* **The problem**: Reproduce the listing below in its entirety. Change nothing.

[begin Records to use]

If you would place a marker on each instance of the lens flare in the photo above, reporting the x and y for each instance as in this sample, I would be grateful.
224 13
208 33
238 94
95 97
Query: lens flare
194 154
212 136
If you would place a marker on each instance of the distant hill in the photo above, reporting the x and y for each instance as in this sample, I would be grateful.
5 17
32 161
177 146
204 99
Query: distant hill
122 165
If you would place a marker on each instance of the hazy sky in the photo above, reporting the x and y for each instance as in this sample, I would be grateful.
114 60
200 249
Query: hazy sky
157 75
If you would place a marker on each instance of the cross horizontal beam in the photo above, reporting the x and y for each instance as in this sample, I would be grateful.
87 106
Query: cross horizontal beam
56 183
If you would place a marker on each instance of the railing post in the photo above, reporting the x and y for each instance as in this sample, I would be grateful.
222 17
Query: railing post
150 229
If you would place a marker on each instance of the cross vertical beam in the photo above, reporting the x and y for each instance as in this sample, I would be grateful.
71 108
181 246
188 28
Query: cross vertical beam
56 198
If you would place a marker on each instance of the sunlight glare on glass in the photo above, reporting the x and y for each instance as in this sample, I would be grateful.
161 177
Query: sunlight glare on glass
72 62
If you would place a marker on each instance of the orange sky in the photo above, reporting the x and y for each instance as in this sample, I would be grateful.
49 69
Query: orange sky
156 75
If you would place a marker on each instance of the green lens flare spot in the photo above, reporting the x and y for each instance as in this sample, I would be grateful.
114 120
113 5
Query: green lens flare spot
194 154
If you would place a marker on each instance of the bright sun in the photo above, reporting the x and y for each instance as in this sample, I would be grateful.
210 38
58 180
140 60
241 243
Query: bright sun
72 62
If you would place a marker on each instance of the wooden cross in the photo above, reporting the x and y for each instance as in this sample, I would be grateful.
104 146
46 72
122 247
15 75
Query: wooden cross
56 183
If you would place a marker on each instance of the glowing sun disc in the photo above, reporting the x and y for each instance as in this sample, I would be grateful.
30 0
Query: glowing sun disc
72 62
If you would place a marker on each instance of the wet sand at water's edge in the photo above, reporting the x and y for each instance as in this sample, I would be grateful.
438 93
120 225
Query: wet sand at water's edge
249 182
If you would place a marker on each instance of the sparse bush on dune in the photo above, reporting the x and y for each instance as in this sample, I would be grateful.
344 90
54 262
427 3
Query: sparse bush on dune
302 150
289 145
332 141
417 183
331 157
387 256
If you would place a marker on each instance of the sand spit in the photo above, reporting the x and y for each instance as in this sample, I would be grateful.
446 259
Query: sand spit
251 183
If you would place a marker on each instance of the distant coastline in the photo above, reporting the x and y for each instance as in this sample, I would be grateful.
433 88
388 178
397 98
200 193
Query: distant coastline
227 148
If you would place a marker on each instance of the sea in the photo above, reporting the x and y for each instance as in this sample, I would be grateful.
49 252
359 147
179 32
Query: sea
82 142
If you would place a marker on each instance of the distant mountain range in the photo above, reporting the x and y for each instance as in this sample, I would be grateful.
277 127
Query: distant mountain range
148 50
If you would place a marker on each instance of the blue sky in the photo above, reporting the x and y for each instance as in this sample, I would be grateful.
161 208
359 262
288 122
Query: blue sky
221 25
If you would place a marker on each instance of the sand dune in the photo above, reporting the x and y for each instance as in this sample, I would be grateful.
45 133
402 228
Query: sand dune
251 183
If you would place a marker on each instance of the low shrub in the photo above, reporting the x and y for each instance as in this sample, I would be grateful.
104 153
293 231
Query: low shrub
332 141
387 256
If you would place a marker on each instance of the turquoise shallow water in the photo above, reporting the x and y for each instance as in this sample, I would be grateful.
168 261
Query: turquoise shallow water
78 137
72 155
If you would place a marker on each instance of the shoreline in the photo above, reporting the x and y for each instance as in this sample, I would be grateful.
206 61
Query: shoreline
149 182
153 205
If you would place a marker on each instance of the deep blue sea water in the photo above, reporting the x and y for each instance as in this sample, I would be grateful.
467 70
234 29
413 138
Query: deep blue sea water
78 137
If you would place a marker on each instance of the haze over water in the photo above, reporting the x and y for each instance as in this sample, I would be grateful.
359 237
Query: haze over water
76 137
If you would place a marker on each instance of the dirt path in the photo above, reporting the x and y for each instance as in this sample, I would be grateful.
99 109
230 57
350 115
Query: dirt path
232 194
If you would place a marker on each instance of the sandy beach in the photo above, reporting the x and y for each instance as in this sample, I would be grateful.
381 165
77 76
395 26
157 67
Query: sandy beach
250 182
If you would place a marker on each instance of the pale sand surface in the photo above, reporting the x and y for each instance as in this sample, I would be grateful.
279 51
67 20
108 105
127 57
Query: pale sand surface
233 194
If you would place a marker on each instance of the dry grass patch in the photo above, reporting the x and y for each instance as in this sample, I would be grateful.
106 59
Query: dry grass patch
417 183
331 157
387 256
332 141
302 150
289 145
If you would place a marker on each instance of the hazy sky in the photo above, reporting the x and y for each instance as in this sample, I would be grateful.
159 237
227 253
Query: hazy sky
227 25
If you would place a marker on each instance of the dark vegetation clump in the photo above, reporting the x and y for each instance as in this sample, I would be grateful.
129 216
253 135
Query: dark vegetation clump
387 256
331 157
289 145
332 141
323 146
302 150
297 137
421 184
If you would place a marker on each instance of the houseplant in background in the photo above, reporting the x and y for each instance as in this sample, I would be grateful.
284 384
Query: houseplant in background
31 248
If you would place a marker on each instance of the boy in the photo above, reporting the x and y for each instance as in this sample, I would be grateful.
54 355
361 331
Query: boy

[end Records to use]

* **In response**:
If you would place a marker on each instance of the lens flare in the photo above, reporting the x and y for each instance as in this sample, I would be grateful.
224 13
208 33
238 94
95 97
Query: lens flare
194 154
212 136
If you would place a marker on each instance of the distant hill in the photo above, reporting the x and y for each instance as in this sample, I would be grateful.
5 17
32 161
177 146
204 99
Query: distant hill
122 165
If you would place a marker on each instance of the hazy sky in the photo above, reporting the x and y for each instance as in this sample, I would be grateful.
114 60
200 249
Query: hazy sky
157 75
If you would place a marker on each instance of the cross horizontal beam in the photo above, reporting the x and y for each instance as in this sample, I would be grateful.
87 106
Query: cross horizontal beam
56 183
If you would place a marker on each instance of the railing post in the photo above, reporting the x and y for each instance as in this sample, I would be grateful.
222 17
Query: railing post
150 229
If you would place a marker on each instance of the cross vertical beam in the photo above, reporting the x and y for each instance as in this sample, I would be grateful.
71 108
181 246
188 28
Query: cross vertical beam
56 198
If you would place a marker on each instance of the sunlight glare on glass in the photo above, reporting the x and y for each instance as in this sample, I would be grateful.
161 177
Query: sunlight glare on glass
72 62
If you would place a marker on each instance of the orange sky in the photo above, reporting the x and y for each instance as in this sample, I would be grateful.
49 69
Query: orange sky
156 75
If you would place a marker on each instance of the green lens flare spot in the photo above, reporting the x and y for each instance as in this sample, I would be grateful.
114 120
113 5
Query: green lens flare spot
194 154
If you would place a marker on each instance of the bright sun in the photo above, reporting the x and y for each instance as in this sample, I would be grateful.
210 38
58 180
140 60
241 243
Query: bright sun
72 62
If you would place a marker on each instance of the wooden cross in the photo above, reporting the x and y for each instance as in this sample, I would be grateful.
104 146
46 72
122 247
15 75
Query: wooden cross
56 183
If you would place a marker on each instance of the glowing sun disc in the photo above, reporting the x and y for each instance as in this sample, I would be grateful.
30 0
Query: glowing sun disc
72 62
If you would place a marker on each instance of the wet sand at water's edge in the photo above, reporting the x and y for each instance as in this sample, I would be grateful.
438 93
120 225
Query: wet sand at water's edge
249 182
If you would place a marker on each instance of the sparse bush on dune in the photo above, reporting the x and y for each instance as in this sample, I would be grateful.
344 90
54 262
427 3
Query: sparse bush on dune
302 150
289 145
332 141
417 183
331 157
387 256
If you would place a marker on each instance of the sand spit in the photo above, reporting the x and y for each instance as in this sample, I would be grateful.
446 259
Query: sand spit
251 183
If you would place a marker on each instance of the distant coastline in the photo above, reporting the x and y for each instance as in this sample, I would be grateful.
433 88
388 178
397 98
200 193
Query: distant coastline
227 148
If you would place a marker on each instance of the sea in the photo above, reporting the x and y for each instance as in this sample, I would be grateful.
49 252
359 147
179 32
Query: sea
82 142
If you would place a marker on each instance of the distant mountain range in the photo above, reporting the x and y for each instance as in this sample, I would be grateful.
277 127
Query: distant mountain range
148 50
If you would place a marker on each instance of the blue sky in the photo above, reporting the x and y for each instance as in this sample, I would be grateful.
161 208
359 262
288 122
Query: blue sky
221 25
If you would place a marker on each instance of the sand dune in the photo above, reporting the x and y for each instance as in this sample, I would be grateful.
45 133
402 228
Query: sand dune
251 183
If you would place a marker on each instance of the low shrub in the photo above, reporting the x and y for each instance as in this sample, I would be grateful.
104 153
293 231
Query: low shrub
332 141
387 256
If you would place a marker on each instance of the turquoise shallow water in the photo above, reporting the x and y for each instance as in this sample, I would be grateful.
168 261
Query: turquoise shallow water
78 137
72 155
If you would place a marker on each instance of the shoreline in the photo above, reporting the x and y for each instance as in this sample, I would be grateful.
206 61
Query: shoreline
149 182
153 205
If you would place a marker on each instance of the deep blue sea water in the photo above, reporting the x and y for each instance as in this sample, I would be grateful.
467 70
234 29
413 138
Query: deep blue sea water
78 137
If you would place a marker on each instance of the haze over water in the photo above, reporting the x and y for each instance as in this sample, I would be grateful.
359 237
Query: haze over water
76 137
If you would place a marker on each instance of the dirt path in the photo above, reporting the x and y for each instance as in this sample, I would be grateful.
99 109
230 57
350 115
Query: dirt path
232 194
If you would place a marker on each instance of the sandy beach in the photo above, reporting the x and y for each instance as in this sample, I would be grateful.
381 165
77 76
395 26
157 67
Query: sandy beach
250 182
If you would place a marker on each instance of the pale sand surface in the photo above, reporting the x and y for each instance as in this sample, I would be grateful.
279 51
67 20
108 105
127 57
Query: pale sand surface
233 194
If you would place a marker on each instance of the dry grass patch in the photo above, reporting the x and y for each instance as in this sample, I would be grateful.
106 59
Query: dry grass patch
417 183
331 157
387 256
332 141
302 150
289 145
If you would place a marker on each instance of the hazy sky in the photo above, reporting the x and y for each instance as in this sample, I would be grateful.
159 237
227 253
Query: hazy sky
227 25
If you would place a marker on each instance of the dark vegetation clump in the photo above, reporting the x and y for each instance as in this sample, I would be grateful.
129 216
253 135
Query: dark vegetation clump
387 256
331 157
289 145
332 141
323 146
302 150
297 137
421 184
If you would place a marker on each instance of the houseplant in background in the photo above, reporting the x and y for each instance as in this sample, I would be grateful.
284 384
Query: houseplant in background
31 248
If you would place a marker on each instance of the boy in the photo above, reporting the x and y for each instance as in this sample, I would be grateful.
54 355
361 331
Query: boy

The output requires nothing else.